— begin Given data —
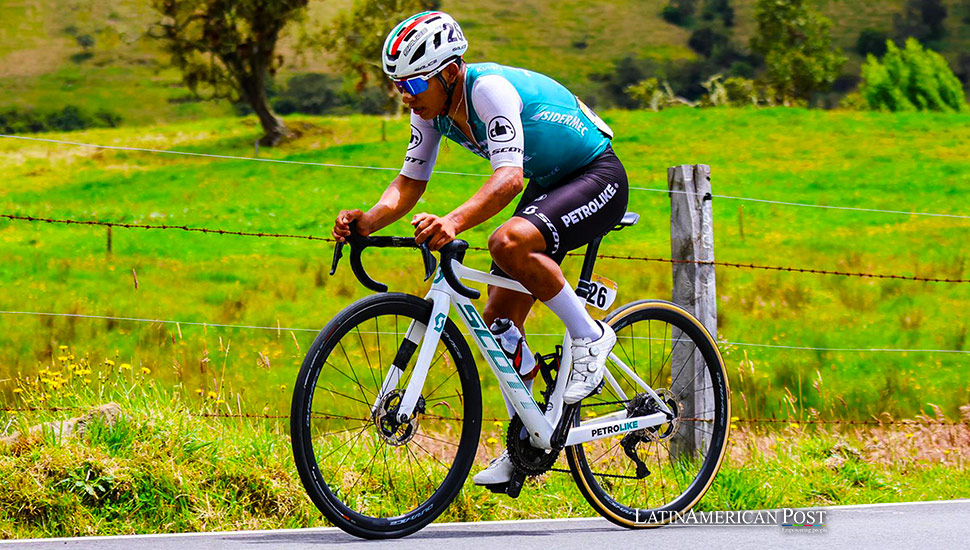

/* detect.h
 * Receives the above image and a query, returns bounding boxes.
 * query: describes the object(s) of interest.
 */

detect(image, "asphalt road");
— end Given data —
— begin Given data —
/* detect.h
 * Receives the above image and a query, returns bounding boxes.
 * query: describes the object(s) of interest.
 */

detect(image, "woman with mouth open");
— end Given data —
— begin Given data —
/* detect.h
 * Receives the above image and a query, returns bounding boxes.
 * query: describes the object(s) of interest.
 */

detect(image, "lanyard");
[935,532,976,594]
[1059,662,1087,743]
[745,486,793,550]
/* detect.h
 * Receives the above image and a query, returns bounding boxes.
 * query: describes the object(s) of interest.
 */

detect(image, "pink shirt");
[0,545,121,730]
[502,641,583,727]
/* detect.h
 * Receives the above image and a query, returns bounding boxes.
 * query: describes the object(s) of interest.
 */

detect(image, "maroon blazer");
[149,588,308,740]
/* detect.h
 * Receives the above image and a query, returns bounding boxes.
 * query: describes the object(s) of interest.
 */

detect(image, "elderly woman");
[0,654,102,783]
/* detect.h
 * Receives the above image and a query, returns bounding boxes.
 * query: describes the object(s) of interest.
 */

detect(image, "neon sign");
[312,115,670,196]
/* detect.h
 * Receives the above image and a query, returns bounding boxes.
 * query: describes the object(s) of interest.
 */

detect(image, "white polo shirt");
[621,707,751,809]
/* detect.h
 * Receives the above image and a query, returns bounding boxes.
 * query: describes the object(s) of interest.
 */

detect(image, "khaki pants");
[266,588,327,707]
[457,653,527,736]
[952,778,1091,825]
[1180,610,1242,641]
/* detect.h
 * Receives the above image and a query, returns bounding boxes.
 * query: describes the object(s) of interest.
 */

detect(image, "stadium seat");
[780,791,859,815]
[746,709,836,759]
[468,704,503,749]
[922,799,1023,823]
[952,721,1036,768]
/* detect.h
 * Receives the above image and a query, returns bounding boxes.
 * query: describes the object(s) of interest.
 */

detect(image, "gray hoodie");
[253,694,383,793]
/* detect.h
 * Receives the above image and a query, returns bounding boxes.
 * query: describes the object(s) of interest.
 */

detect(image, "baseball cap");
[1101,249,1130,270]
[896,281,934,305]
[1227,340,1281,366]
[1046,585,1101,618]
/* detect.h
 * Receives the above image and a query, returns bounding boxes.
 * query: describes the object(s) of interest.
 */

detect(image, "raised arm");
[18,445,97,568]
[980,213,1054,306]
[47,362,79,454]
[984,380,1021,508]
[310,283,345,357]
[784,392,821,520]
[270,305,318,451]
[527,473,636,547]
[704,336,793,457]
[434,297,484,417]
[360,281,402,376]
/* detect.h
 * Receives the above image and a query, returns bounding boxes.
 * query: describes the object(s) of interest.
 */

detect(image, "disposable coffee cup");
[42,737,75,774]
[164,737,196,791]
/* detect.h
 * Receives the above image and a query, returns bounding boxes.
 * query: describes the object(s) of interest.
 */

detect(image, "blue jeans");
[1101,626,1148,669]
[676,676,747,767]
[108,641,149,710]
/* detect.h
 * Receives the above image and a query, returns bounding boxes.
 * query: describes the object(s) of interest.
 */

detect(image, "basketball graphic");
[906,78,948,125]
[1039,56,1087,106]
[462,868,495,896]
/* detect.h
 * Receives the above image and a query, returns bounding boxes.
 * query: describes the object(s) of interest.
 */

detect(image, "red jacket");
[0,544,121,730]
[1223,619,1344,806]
— end Given data —
● **Task prompt**:
Show each line of the material above that contains the word "shirt", copied character for character.

● **Answer to this task**:
detect(image, "pink shirt");
detect(image, "white polo shirt");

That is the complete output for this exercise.